▶ [WORK REQUIRED] With all images left out, restate the records below exactly as written.

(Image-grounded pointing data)
__________________________________________________
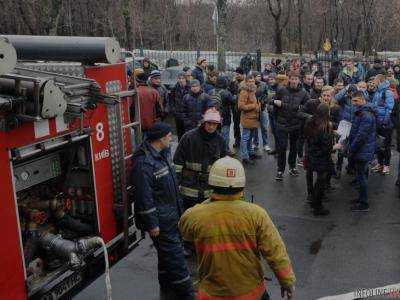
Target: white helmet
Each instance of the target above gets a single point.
(227, 172)
(212, 115)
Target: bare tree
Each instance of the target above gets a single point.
(275, 8)
(300, 10)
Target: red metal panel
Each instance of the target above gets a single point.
(103, 173)
(12, 281)
(105, 73)
(101, 148)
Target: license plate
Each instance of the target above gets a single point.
(64, 287)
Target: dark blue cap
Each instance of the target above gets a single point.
(158, 131)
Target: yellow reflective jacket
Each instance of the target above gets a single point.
(230, 236)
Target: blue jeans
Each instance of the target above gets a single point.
(263, 128)
(245, 142)
(398, 170)
(225, 130)
(361, 176)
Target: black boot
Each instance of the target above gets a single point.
(320, 211)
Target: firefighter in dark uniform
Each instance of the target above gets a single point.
(158, 208)
(196, 152)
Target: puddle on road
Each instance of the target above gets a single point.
(315, 246)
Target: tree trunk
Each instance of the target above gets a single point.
(221, 34)
(278, 38)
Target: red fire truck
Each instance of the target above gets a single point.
(65, 146)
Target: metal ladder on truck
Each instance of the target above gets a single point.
(122, 205)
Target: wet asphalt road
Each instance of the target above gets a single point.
(331, 255)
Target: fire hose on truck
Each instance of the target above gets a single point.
(65, 145)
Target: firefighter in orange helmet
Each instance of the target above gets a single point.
(230, 237)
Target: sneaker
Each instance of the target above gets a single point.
(350, 171)
(279, 176)
(321, 212)
(255, 156)
(325, 198)
(246, 161)
(267, 149)
(330, 189)
(300, 162)
(354, 201)
(377, 169)
(374, 163)
(385, 170)
(360, 207)
(294, 172)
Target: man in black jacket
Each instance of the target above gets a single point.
(158, 208)
(234, 89)
(180, 89)
(227, 105)
(196, 152)
(287, 104)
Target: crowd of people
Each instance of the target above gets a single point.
(293, 110)
(273, 111)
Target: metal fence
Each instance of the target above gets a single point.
(188, 58)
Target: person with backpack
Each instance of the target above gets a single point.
(224, 102)
(287, 103)
(362, 145)
(209, 85)
(262, 97)
(249, 108)
(195, 103)
(395, 117)
(180, 89)
(318, 132)
(383, 101)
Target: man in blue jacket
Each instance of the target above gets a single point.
(195, 103)
(350, 74)
(362, 144)
(199, 70)
(383, 101)
(158, 208)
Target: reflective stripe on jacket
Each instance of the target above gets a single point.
(230, 236)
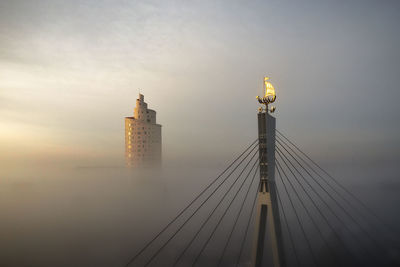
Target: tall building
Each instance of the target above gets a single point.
(142, 136)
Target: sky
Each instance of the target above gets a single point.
(70, 72)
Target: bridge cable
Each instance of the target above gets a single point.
(333, 188)
(334, 199)
(280, 169)
(248, 225)
(369, 210)
(213, 211)
(332, 211)
(198, 208)
(189, 205)
(237, 218)
(279, 152)
(226, 210)
(288, 228)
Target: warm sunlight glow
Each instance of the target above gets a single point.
(269, 90)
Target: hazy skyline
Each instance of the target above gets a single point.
(70, 73)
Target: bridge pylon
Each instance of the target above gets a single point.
(268, 242)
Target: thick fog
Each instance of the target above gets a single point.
(70, 71)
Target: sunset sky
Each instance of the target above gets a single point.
(70, 72)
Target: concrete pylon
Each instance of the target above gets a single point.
(268, 234)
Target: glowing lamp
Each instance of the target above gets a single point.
(269, 96)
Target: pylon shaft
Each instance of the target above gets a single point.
(267, 219)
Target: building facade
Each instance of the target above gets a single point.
__________________________________________________
▶ [ANSWER]
Target: white helmet
Each instance of the target above gets a single point.
(227, 172)
(212, 115)
Target: bare tree
Each instance of the target above gets a single point.
(275, 8)
(300, 10)
Target: red metal panel
Each instance of the target above gets a single point.
(103, 173)
(12, 281)
(105, 73)
(101, 148)
Target: license plate
Each instance of the target above gets a single point.
(64, 287)
Target: dark blue cap
Each instance of the target above gets a single point.
(158, 131)
Target: yellow reflective jacket
Each instance of the target above gets a single point.
(230, 236)
Target: blue jeans
Each instance of the target above gets a single point.
(263, 128)
(245, 142)
(398, 170)
(225, 130)
(361, 176)
Target: black boot
Each instance of the target above gets a single point.
(320, 211)
Target: firefighter in dark uniform
Each instance of the target above gets a single point.
(158, 208)
(196, 152)
Target: puddle on road
Each instance of the target above gets a single point.
(315, 246)
Target: tree trunk
Each instance of the target above gets a single point.
(221, 34)
(278, 38)
Target: red fire truck
Each instance of the target above gets a single point.
(65, 146)
Target: metal ladder on truck
Each instance of the target above gets a single point.
(122, 205)
Target: wet asphalt road
Each instance of the target above gets a single point.
(331, 255)
Target: fire hose on truck
Each instance of the target above gets a single point.
(65, 145)
Target: firefighter in orange helmet
Each instance of the target above gets a single point.
(230, 237)
Target: sneaker
Each instance of the target above gets a single point.
(350, 171)
(279, 176)
(321, 212)
(255, 156)
(325, 198)
(246, 161)
(267, 149)
(330, 189)
(300, 162)
(354, 201)
(377, 169)
(374, 163)
(385, 170)
(360, 207)
(294, 172)
Target: man in black jacket
Each instance of the target above gets a single point.
(158, 208)
(234, 89)
(180, 89)
(227, 105)
(196, 152)
(287, 104)
Target: crowd of people
Each instance of the target above gets a single point.
(293, 110)
(273, 111)
Target: metal fence
Each instance of the target above gets a single point.
(188, 58)
Target: person with backpack
Each instance of the target above gets a single point.
(224, 102)
(287, 103)
(362, 145)
(209, 85)
(262, 97)
(249, 108)
(195, 103)
(395, 117)
(180, 89)
(318, 132)
(383, 101)
Target: man in blue jacket
Each instance of the target above gets a single point.
(195, 103)
(350, 74)
(362, 144)
(199, 70)
(383, 101)
(158, 208)
Target: reflective stripe on jacket
Each instance of the target above gets a single point.
(230, 236)
Target: tall building
Each instance of the target above gets a single point.
(142, 136)
Target: sky
Each instance of the target above gets a single point.
(70, 72)
Target: bridge cable
Each instance of the target above gets a single point.
(333, 188)
(334, 199)
(280, 169)
(248, 225)
(369, 210)
(213, 211)
(332, 211)
(198, 208)
(189, 205)
(237, 218)
(279, 152)
(226, 210)
(288, 228)
Target: warm sunlight glow
Each instance of the target above gets a single point.
(269, 90)
Target: hazy skyline
Each instance of the target above gets a single point.
(70, 73)
Target: bridge pylon
Each instance of the target above gets a single point.
(268, 242)
Target: thick fog
Each instance of the target above gets a single point.
(70, 71)
Target: sunset sky
Each instance of the target above gets a single point.
(70, 72)
Target: concrete pylon
Each instance of the target above gets a single point.
(268, 234)
Target: glowing lamp
Each instance of the target above gets a single point.
(269, 96)
Target: pylon shaft
Each instance of the target above gets a single point.
(267, 219)
Target: building facade
Each instance of the target above gets a single point.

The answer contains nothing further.